## Provided data

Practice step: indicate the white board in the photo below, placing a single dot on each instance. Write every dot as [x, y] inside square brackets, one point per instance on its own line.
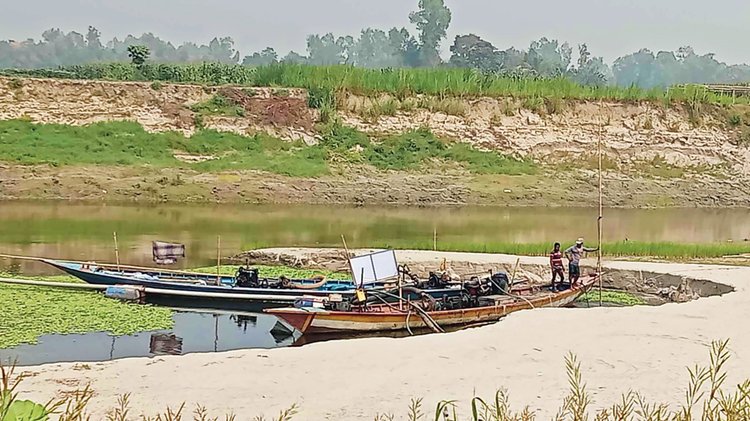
[370, 268]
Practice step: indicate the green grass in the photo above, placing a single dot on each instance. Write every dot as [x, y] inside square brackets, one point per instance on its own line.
[401, 83]
[127, 143]
[614, 297]
[707, 396]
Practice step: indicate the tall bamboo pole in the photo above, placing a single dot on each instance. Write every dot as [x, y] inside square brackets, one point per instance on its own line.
[117, 251]
[218, 260]
[599, 220]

## Your task
Please convert the records above into a two-column CSV with the header "text" and "points", giving each labeling step its own row. Put its wording and its coordinates in separate quoted fields, with line breaks replaced by spaces, and leave out the pictures.

## Exercise answer
text,points
"Practice step: indicate the white board in the photo below, placing a single dot on each instance. Write every dot as [x, y] inside square brackets, one point per instance on its own line.","[370, 268]"
"Practice step: indicate the green grass in the photo above, placing a single dot on each instance. Write every dot as [x, y] inside square brackets, one point per instance on its own line.","[401, 83] [127, 143] [614, 297] [707, 396]"
"Practice step: indicate the tall bamboo pole in the photo above, placing a single dot on each instance. Write every dot as [x, y] inside square brackets, one point per instance on its own line.","[117, 251] [218, 260] [599, 220]"